• _DATA RECORDS_
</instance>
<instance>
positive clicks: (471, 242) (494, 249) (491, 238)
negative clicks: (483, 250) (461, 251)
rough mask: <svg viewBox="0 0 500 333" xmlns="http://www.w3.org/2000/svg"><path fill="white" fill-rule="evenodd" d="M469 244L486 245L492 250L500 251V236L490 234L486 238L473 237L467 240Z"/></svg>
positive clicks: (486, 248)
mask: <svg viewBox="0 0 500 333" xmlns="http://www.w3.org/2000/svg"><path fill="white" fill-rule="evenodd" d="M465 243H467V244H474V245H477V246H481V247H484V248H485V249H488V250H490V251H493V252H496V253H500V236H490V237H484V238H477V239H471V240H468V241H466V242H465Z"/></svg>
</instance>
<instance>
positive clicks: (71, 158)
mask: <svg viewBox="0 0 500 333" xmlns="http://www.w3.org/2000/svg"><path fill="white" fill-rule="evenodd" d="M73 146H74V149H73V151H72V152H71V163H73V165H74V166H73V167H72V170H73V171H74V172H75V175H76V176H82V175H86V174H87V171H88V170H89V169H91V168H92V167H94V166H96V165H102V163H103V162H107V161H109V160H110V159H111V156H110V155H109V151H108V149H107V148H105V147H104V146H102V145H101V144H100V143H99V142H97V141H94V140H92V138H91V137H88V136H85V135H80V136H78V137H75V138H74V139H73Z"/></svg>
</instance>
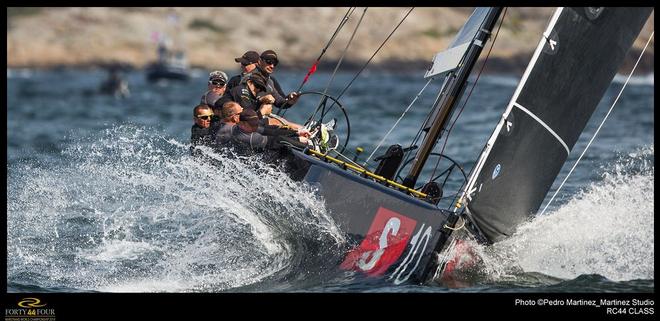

• _YOUR OBJECTIVE_
From the first record to the last, copy everything exactly except the pictures.

• _RESPONSE TO THE EXERCISE_
</instance>
<instance>
positive clicks: (471, 242) (494, 249) (491, 238)
negative clicks: (483, 250) (461, 251)
rough mask: <svg viewBox="0 0 500 333" xmlns="http://www.w3.org/2000/svg"><path fill="white" fill-rule="evenodd" d="M469 244L486 245L492 250L500 251V236L490 234L486 238L473 237L467 240Z"/></svg>
positive clicks: (486, 248)
mask: <svg viewBox="0 0 500 333" xmlns="http://www.w3.org/2000/svg"><path fill="white" fill-rule="evenodd" d="M465 243H467V244H474V245H477V246H481V247H484V248H485V249H488V250H490V251H493V252H496V253H500V236H490V237H484V238H477V239H471V240H468V241H466V242H465Z"/></svg>
</instance>
<instance>
positive clicks: (71, 158)
mask: <svg viewBox="0 0 500 333" xmlns="http://www.w3.org/2000/svg"><path fill="white" fill-rule="evenodd" d="M73 146H74V149H73V151H72V152H71V163H73V165H74V166H73V167H72V170H73V171H74V172H75V175H76V176H82V175H86V174H87V171H88V170H89V169H91V168H92V167H94V166H96V165H102V163H103V162H107V161H109V160H110V159H111V156H110V155H109V151H108V149H107V148H105V147H104V146H102V145H101V144H100V143H99V142H97V141H94V140H92V138H91V137H88V136H85V135H80V136H78V137H75V138H74V139H73Z"/></svg>
</instance>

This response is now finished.